───── Text segment
I'll only speak for U.S. society as that is what I know; all others apply
whatever fits. In addition to the trend of mindless consumerism that Laura
described so well, there have been two additional trends contributing to
changes in education: the weakening of family (parental) influence and the
growing role of schools as the tool of social engineering.

The family: Since the early 1900s women have been given the additional role
of working jobs outside the home as well everything they do inside the home.
Public schools now assume the role of babysitter and caregiver, at the
expense of education.  Also there is a growing trend of children being
raised without fathers; the resulting social and behavioral problems of
children are an additional burden on schools, further hindering education.

Social engineering: Everyone who wants to change the world starts by trying
to get control of the public schools so as to influence young minds in their
direction. I have noticed even on this list many wanting to get
Python/whatever into the official curriculum; it seems so much easier to get
one small group of government officials to push your agenda than to pursuade
parents and teachers. Unfortunately, the public schools then become the
battleground of ideologies, in the same way that government-run media
becomes the first target of any would-be revolutionary junta. Politics
rules the schools, and education suffers.

With all of this going on, it is a wonder that anyone learns anything useful
in school. Indeed, I have memories even from my elementary school days of
feeling that my time was being wasted, that I could be learning a lot
more and a lot faster, and that I was just being "babysat".
──────────
───── Given information
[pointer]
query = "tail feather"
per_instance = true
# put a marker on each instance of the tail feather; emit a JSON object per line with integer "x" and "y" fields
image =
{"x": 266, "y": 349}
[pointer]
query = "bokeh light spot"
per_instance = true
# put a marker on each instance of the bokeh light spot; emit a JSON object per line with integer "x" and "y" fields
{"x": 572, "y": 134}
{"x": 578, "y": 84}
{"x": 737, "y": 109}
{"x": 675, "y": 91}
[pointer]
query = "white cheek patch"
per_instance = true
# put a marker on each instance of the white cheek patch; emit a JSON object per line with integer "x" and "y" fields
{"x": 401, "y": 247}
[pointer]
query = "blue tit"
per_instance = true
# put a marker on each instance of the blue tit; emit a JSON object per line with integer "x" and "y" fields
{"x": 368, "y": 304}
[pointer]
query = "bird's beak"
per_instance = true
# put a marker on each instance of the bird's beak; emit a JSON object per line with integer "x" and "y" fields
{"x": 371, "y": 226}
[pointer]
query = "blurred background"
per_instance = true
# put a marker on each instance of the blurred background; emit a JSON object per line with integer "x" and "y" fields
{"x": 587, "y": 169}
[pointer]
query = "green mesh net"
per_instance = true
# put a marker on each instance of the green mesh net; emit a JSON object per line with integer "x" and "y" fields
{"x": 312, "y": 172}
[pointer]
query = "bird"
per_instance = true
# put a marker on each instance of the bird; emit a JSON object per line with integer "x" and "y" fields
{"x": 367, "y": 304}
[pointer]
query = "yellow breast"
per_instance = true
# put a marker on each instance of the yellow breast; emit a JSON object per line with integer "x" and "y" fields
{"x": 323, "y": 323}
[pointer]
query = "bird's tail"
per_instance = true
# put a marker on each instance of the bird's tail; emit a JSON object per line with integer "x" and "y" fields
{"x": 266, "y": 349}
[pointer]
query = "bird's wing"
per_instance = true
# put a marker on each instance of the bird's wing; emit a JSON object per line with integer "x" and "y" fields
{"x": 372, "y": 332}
──────────
» Required work
**1)** Answer these from the text on U.S. schools:
(a) Since when have women been given the additional role of working jobs outside the home?
(b) What role do public schools now assume at the expense of education?
(c) What becomes the first target of any would-be revolutionary junta?
**2)** Set down the part of the text on U.S. schools that opens with the words "Social engineering: Everyone" and closes with "and education suffers.", copying it word for word.
The items are separate material, unrelated to the text on U.S. schools.

» The replies
**1)**
(a) Since the early 1900s.
(b) The role of babysitter and caregiver.
(c) Government-run media.

**2)**
Social engineering: Everyone who wants to change the world starts by trying
to get control of the public schools so as to influence young minds in their
direction. I have noticed even on this list many wanting to get
Python/whatever into the official curriculum; it seems so much easier to get
one small group of government officials to push your agenda than to pursuade
parents and teachers. Unfortunately, the public schools then become the
battleground of ideologies, in the same way that government-run media
becomes the first target of any would-be revolutionary junta. Politics
rules the schools, and education suffers.